◆ Material to process:
··········
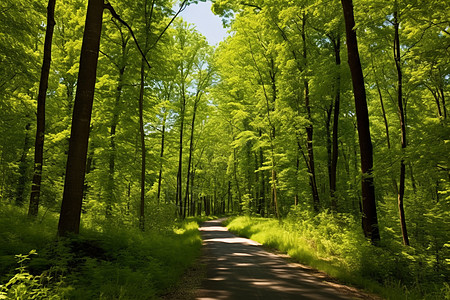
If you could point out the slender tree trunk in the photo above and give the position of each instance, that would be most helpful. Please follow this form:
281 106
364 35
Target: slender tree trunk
191 148
112 139
23 168
161 156
441 90
179 196
40 127
263 180
143 150
69 220
386 125
337 101
369 210
309 128
401 190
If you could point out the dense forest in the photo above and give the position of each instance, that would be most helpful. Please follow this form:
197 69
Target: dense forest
327 117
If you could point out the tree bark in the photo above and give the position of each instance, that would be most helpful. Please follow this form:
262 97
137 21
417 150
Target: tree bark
309 128
23 168
191 148
143 151
40 126
112 137
179 196
401 190
161 156
337 101
369 210
69 220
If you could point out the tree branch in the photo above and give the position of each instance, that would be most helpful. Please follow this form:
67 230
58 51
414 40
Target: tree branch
182 7
116 16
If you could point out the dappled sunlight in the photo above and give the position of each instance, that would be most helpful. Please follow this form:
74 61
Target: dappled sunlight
245 270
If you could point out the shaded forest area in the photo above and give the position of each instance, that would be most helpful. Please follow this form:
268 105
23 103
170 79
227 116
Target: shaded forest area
350 160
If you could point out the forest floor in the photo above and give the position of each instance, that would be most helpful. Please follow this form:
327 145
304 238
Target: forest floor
232 267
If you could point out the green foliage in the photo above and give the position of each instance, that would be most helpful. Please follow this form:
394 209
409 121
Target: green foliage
115 263
24 285
333 243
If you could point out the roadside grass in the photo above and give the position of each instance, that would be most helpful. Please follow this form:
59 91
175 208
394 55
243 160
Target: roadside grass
332 243
114 263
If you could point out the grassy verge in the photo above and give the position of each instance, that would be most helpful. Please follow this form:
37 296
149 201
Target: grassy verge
333 244
115 263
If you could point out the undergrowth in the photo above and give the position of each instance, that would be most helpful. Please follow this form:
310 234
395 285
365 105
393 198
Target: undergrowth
333 243
115 263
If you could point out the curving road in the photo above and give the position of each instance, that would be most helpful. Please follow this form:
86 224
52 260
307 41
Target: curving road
238 268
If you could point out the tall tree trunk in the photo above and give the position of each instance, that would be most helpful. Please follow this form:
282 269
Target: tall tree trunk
263 180
179 196
23 167
161 156
191 148
397 58
369 218
112 138
143 151
337 101
309 128
69 220
40 126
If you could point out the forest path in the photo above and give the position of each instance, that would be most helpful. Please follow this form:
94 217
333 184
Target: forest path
239 268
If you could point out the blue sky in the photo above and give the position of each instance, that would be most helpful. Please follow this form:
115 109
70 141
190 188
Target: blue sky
205 21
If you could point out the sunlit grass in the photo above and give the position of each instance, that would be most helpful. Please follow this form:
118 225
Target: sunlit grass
114 263
334 244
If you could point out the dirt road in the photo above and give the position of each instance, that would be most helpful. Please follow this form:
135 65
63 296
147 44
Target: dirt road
239 268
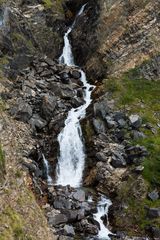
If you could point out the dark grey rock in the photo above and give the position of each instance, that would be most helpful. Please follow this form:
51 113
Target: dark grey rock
138 169
49 61
74 215
121 123
99 125
69 230
135 121
153 213
62 203
118 161
154 195
75 74
46 73
79 195
101 156
119 115
65 77
67 92
33 169
101 109
65 238
57 219
22 110
136 135
155 231
37 122
110 122
48 106
85 226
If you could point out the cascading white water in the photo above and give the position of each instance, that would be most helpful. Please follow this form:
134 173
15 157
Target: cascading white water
46 167
102 210
72 156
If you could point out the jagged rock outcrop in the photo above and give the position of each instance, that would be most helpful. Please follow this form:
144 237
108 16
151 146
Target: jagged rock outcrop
114 36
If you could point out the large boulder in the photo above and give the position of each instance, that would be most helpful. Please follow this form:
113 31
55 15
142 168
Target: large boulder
135 121
153 213
57 219
79 195
48 106
37 122
21 111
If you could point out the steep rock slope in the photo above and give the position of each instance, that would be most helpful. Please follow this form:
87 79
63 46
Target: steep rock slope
117 35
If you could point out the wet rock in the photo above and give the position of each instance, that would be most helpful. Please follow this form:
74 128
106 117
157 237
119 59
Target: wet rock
136 135
154 195
57 122
99 125
28 92
48 106
77 102
110 122
65 238
62 203
135 121
153 213
121 123
67 92
101 109
135 152
138 169
37 122
85 227
57 219
69 230
65 77
22 110
119 116
46 74
118 161
33 168
74 215
76 74
49 61
79 195
101 156
155 232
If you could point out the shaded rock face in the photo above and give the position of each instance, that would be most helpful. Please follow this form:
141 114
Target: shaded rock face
118 36
28 29
41 98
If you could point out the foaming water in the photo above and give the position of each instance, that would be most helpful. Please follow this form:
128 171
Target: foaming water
102 210
46 167
72 153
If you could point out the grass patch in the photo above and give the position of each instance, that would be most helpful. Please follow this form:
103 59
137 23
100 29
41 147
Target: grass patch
138 95
48 4
2 163
15 225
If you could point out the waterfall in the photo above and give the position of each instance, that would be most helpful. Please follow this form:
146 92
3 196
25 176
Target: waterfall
102 210
72 155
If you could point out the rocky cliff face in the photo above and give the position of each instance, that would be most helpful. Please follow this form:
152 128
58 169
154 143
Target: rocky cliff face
114 40
116 36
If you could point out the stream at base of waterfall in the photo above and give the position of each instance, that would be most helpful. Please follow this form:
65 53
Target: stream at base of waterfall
71 160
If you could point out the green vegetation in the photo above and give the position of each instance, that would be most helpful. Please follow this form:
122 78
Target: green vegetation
138 95
134 94
2 164
15 225
134 219
48 3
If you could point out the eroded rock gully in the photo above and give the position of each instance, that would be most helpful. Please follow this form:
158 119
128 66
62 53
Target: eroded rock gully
44 91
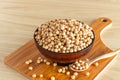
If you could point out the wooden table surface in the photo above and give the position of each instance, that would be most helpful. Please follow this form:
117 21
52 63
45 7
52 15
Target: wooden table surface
19 18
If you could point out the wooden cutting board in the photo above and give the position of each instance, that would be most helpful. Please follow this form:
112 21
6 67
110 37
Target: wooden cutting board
17 59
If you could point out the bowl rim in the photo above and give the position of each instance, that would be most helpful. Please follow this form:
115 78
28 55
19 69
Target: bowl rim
79 51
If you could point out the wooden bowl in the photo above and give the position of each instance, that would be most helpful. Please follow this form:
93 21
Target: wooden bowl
64 58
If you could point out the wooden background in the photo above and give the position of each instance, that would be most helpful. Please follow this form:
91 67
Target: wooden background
19 18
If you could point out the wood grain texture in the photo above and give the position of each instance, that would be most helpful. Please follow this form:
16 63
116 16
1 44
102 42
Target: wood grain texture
29 51
18 20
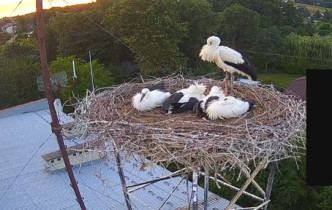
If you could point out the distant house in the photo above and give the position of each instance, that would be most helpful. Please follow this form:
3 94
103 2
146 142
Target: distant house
28 148
298 87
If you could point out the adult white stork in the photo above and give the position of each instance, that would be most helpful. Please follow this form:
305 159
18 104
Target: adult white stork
215 93
184 99
228 107
150 97
228 59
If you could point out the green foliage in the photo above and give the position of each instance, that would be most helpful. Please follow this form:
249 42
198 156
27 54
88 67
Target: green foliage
22 49
4 37
291 16
76 35
240 34
18 73
151 29
304 52
324 28
266 45
100 76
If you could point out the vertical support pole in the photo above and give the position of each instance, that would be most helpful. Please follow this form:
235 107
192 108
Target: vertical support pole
273 169
206 186
91 74
195 188
122 179
56 128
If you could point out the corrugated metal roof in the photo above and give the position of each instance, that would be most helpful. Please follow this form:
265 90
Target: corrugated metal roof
24 184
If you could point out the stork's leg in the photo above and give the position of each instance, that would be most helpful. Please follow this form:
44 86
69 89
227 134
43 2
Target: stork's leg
232 80
225 82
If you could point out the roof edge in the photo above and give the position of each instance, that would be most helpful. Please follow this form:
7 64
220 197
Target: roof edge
25 108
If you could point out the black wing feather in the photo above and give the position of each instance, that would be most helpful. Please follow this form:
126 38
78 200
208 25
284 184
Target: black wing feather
172 99
186 106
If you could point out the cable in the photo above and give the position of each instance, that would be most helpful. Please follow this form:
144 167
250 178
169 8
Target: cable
19 3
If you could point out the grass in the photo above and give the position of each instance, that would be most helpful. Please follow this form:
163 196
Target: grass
280 80
314 8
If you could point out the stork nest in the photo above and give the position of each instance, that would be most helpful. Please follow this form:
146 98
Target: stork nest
273 130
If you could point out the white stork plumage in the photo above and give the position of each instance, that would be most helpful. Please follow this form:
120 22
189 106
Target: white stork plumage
184 99
228 107
215 93
228 59
150 97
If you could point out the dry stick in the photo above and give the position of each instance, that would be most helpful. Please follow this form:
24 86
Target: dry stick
235 188
253 181
170 194
270 182
169 176
236 197
206 186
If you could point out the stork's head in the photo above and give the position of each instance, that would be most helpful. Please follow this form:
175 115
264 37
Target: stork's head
216 90
213 41
144 91
210 52
197 88
229 100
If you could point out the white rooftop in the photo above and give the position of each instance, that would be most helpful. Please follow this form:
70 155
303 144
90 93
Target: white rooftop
25 135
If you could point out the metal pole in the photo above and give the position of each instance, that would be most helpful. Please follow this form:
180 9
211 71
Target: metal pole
122 179
195 192
270 182
206 186
56 128
91 74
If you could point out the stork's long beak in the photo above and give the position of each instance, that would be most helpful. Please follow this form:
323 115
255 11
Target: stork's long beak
143 95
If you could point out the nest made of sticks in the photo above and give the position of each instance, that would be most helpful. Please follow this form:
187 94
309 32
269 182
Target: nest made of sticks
274 129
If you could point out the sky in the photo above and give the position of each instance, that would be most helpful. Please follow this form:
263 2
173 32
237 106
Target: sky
7 7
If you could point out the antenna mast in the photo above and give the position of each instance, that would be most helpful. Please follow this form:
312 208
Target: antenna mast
56 127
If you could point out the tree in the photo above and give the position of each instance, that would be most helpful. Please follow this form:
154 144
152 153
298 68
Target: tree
324 29
4 37
100 75
152 29
317 15
240 34
77 33
305 52
267 45
291 16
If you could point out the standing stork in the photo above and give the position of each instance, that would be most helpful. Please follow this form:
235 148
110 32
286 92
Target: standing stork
228 59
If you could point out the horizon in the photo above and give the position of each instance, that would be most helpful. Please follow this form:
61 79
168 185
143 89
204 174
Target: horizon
12 8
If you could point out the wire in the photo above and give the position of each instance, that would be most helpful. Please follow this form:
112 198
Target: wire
284 55
19 3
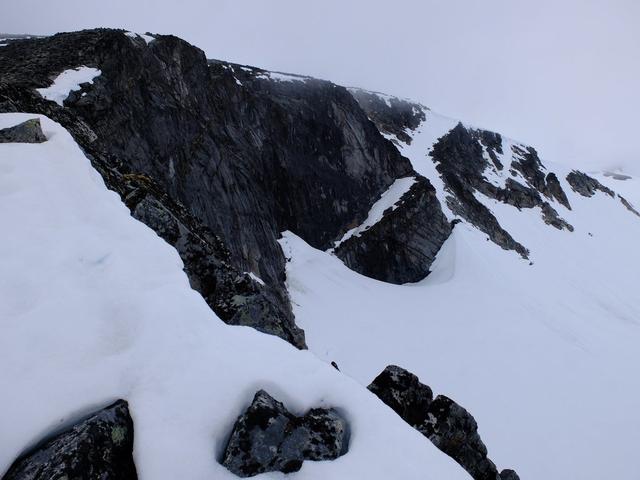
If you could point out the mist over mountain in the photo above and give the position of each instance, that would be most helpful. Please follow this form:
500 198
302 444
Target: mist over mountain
215 270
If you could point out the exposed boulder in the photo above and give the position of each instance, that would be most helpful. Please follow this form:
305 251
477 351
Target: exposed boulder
267 438
449 426
508 474
402 391
454 431
26 132
402 246
392 115
97 448
585 185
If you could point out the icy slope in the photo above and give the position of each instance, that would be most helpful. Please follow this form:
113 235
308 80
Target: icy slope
94 306
545 355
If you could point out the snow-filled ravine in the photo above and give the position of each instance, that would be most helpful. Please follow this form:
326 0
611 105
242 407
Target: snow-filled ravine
94 306
546 355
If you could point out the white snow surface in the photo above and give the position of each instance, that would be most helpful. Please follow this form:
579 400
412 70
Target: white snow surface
67 82
387 200
545 356
94 306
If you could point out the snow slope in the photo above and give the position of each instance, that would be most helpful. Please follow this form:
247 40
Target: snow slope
94 306
545 356
67 82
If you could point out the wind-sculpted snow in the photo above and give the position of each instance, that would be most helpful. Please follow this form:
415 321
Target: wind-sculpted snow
95 306
533 350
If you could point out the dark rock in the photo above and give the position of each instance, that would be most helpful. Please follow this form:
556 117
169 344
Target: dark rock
401 247
26 132
585 185
99 447
454 431
267 438
551 217
392 116
247 156
233 295
449 426
555 190
402 391
628 205
460 162
508 474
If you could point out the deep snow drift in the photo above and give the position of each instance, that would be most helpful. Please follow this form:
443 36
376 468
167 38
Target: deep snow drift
94 306
544 355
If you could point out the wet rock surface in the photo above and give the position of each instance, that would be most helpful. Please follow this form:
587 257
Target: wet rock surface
460 160
232 294
449 426
392 116
26 132
402 246
96 448
247 156
585 185
267 438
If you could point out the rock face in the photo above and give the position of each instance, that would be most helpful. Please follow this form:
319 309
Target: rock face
585 185
267 438
26 132
97 448
454 431
392 116
401 247
449 426
247 155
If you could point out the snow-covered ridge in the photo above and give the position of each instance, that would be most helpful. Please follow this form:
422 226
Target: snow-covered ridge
387 200
95 306
146 37
67 82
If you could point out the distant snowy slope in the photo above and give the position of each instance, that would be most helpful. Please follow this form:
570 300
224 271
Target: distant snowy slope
94 306
544 354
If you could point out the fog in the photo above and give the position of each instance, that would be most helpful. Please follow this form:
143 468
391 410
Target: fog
562 76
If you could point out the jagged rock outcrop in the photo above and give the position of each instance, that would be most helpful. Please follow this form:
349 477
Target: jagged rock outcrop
400 247
454 431
247 155
460 160
267 438
449 426
585 185
26 132
233 295
508 474
98 447
402 391
392 116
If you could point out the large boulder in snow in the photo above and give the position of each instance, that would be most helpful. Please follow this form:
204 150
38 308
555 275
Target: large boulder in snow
454 431
508 474
402 391
98 447
401 246
449 426
26 132
585 185
267 438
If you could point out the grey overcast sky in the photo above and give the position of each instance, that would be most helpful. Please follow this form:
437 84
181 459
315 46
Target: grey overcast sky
561 75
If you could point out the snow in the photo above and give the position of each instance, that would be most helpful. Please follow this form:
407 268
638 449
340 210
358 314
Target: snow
423 139
67 82
387 200
535 352
94 306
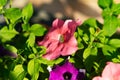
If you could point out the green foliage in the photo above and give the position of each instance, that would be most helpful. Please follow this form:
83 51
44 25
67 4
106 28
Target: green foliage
105 3
97 43
13 14
6 34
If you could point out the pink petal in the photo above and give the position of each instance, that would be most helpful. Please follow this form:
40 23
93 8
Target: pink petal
51 55
111 69
70 47
97 78
57 23
70 26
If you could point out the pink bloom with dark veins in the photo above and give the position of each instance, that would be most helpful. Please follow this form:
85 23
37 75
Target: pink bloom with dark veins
110 72
60 39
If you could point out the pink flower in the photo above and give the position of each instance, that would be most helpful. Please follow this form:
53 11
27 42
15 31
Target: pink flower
111 72
60 39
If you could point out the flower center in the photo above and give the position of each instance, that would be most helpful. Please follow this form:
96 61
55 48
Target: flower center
67 76
61 38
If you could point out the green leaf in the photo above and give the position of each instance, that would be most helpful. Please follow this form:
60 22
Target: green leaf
89 51
18 73
11 48
33 68
38 29
13 14
89 55
91 22
27 12
110 25
114 43
116 9
107 12
105 3
2 2
25 27
6 35
31 56
31 40
107 50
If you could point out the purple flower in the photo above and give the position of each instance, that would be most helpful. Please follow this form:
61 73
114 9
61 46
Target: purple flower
4 52
67 71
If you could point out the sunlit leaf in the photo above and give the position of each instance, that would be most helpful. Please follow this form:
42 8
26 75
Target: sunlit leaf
6 35
33 68
105 3
27 12
13 14
18 73
37 29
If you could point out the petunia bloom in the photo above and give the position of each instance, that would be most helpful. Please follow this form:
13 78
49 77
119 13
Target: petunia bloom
110 72
67 71
60 39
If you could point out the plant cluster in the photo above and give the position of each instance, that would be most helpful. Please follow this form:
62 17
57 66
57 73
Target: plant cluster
22 59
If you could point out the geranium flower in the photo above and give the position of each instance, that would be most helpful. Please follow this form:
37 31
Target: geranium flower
4 52
60 39
67 71
110 72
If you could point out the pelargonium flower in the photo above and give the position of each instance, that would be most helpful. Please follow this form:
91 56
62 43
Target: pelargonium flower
110 72
67 71
60 39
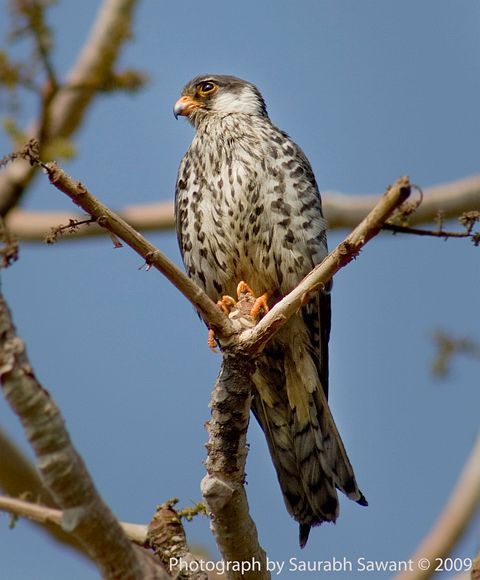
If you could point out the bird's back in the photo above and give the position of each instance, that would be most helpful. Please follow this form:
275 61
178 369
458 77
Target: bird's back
248 208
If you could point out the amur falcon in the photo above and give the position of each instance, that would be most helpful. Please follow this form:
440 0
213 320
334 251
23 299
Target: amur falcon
248 210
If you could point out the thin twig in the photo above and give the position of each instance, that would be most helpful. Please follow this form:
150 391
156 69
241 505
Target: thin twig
43 514
341 210
445 234
67 109
453 521
254 340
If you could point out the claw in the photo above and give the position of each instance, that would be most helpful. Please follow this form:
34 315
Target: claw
261 303
226 304
212 343
243 288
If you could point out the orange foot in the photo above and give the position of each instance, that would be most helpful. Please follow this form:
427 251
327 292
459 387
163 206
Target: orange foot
260 304
225 304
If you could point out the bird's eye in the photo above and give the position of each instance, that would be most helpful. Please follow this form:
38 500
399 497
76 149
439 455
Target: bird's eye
206 88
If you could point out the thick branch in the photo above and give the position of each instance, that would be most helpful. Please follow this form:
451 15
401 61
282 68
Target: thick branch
19 478
223 489
454 520
341 210
153 257
62 469
67 109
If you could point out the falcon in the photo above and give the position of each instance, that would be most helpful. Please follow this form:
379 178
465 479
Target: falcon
248 211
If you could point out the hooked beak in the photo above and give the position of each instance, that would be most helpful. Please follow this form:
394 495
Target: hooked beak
184 106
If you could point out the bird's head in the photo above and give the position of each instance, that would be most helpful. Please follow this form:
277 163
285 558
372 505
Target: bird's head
219 94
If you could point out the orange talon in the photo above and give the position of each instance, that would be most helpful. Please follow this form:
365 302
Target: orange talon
243 288
226 304
261 303
212 343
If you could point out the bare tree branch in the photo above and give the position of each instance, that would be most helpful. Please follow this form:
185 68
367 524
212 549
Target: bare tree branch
342 212
46 515
223 486
64 110
153 257
453 521
254 340
62 469
18 477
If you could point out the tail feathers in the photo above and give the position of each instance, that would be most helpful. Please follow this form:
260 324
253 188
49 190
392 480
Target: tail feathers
306 448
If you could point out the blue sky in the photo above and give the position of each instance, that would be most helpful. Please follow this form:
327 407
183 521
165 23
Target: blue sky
371 90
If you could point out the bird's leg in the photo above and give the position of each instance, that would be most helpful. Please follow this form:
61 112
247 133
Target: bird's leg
226 303
261 303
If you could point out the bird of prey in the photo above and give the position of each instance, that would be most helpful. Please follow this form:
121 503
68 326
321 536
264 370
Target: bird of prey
248 209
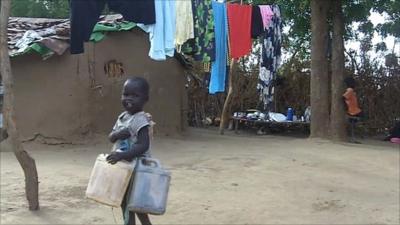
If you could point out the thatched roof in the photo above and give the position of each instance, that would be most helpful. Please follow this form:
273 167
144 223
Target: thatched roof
45 36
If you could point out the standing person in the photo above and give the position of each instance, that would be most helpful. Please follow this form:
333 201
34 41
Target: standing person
350 98
131 135
353 110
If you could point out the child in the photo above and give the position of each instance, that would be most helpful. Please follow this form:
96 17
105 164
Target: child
131 135
350 98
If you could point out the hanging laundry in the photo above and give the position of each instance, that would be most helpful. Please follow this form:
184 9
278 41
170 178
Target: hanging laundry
239 17
184 23
85 14
257 26
202 47
270 58
162 33
219 66
267 14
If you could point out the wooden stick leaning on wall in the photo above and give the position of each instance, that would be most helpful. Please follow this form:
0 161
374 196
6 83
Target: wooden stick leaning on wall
25 160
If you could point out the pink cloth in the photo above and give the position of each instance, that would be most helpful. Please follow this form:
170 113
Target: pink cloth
267 14
239 20
395 140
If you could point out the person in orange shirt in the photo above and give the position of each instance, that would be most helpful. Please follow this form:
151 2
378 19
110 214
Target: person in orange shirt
350 98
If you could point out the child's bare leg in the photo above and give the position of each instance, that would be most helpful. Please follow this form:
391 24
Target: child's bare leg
144 218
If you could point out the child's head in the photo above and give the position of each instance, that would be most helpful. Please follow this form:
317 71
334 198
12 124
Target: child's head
135 94
350 82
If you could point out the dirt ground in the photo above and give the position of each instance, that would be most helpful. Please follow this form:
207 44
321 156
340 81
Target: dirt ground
231 179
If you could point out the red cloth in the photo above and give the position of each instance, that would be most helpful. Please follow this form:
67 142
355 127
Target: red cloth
239 19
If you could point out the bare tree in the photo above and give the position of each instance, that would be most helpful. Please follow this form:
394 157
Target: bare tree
26 161
319 70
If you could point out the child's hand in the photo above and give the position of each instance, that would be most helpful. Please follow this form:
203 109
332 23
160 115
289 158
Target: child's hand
123 134
114 157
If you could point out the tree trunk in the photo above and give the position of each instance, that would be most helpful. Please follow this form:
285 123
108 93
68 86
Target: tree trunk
26 161
225 110
338 120
319 70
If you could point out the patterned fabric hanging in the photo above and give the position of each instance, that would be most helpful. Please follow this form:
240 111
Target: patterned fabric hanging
202 47
270 59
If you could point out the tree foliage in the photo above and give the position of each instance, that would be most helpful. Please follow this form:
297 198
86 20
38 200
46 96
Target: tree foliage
40 8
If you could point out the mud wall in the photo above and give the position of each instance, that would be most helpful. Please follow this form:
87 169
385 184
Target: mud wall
75 94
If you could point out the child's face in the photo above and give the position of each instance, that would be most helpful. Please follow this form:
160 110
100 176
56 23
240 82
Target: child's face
133 98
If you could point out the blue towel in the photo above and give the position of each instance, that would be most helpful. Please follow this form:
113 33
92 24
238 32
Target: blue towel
219 66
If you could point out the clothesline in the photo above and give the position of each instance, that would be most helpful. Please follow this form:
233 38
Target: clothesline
212 32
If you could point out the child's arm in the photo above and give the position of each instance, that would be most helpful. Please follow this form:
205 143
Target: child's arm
141 146
119 135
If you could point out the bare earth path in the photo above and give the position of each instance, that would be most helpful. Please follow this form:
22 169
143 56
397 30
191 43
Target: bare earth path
227 179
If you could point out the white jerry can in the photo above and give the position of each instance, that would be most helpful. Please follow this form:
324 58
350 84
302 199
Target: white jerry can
108 183
150 187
··········
◆ Your task:
Output an exact copy of the lines beginning at the one that holds "If you could point out the patterned" and running through the final line of the records.

◆ Solution to the problem:
If you could point out the patterned fabric hanging in the photo above and give the position of each instance, that would be most helpful. Please follow this form:
240 111
Target: patterned fabric hanging
202 47
270 59
If you could point out the tree foliage in the photo above and give the position of each instance, that would be most helpful. Please follow this form:
297 198
86 20
38 200
46 96
Target: tree foliage
40 8
If you could point out the mud wall in the photo above and give the position of each instance, that would be most helpful. Please follow this form:
87 169
385 184
Target: mud wall
75 94
If you could point out the child's face in the photo above and give the position of each instance, that would be most helpful. Please follow this form:
160 110
100 176
56 23
240 82
Target: child's face
133 98
If you could point out the blue towel in the photo above and give the position of each instance, that would be most helpful. Please follow this form:
113 33
92 24
238 32
Target: blue towel
219 66
If you could point out the clothesline in the photo above and give the position of each instance, that would be most helpful. Please follow this form:
233 38
Target: clothesline
212 32
If you could point out the child's arm in the photo above and give the position of each instance, that would be most helpful. Please follow this form:
205 143
Target: child's arm
141 146
119 135
If you could point out the bare earth path in the photo above and give the position of each instance, that would be most helpful. Please follow this form:
22 169
143 56
397 30
191 43
Target: bare earth path
227 179
If you could point out the white jerry can in the photo above and give the position of each instance, that would be most helpful. Please follow this form:
324 58
350 84
302 199
Target: white jerry can
108 183
150 187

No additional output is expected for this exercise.